= What this task involves =
Copy the passage on measuring success in Afghanistan, starting at "Measuring success in" and ending at "our own creation.", and change "Hindu Kush" to "Khyber Pass".

Measuring success in Afghanistan

Here may be the single strangest fact of our American world: that at least three administrations — Ronald Reagan’s, George W. Bush’s, and now Barack Obama’s — drew the U.S. “defense” perimeter at the Hindu Kush; that is, in the rugged, mountainous lands of Afghanistan. Put another way, while Americans argue feverishly and angrily over what kind of money, if any, to put into health care, or decaying infrastructure, or other key places of need, until recently just about no one in the mainstream raised a peep about the fact that, for nearly eight years (not to say much of the last three decades), we’ve been pouring billions of dollars, American military know-how, and American lives into a black hole in Afghanistan that is, at least in significant part, of our own creation.

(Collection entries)
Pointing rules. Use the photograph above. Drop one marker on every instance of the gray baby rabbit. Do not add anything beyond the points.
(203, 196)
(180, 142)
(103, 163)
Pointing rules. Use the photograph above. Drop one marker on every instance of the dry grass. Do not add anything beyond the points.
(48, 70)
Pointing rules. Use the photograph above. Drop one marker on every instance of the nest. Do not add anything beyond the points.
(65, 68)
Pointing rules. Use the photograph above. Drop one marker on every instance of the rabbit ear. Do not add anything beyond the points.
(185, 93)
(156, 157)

= Solution to the exercise =
Measuring success in Afghanistan

Here may be the single strangest fact of our American world: that at least three administrations — Ronald Reagan’s, George W. Bush’s, and now Barack Obama’s — drew the U.S. “defense” perimeter at the Khyber Pass; that is, in the rugged, mountainous lands of Afghanistan. Put another way, while Americans argue feverishly and angrily over what kind of money, if any, to put into health care, or decaying infrastructure, or other key places of need, until recently just about no one in the mainstream raised a peep about the fact that, for nearly eight years (not to say much of the last three decades), we’ve been pouring billions of dollars, American military know-how, and American lives into a black hole in Afghanistan that is, at least in significant part, of our own creation.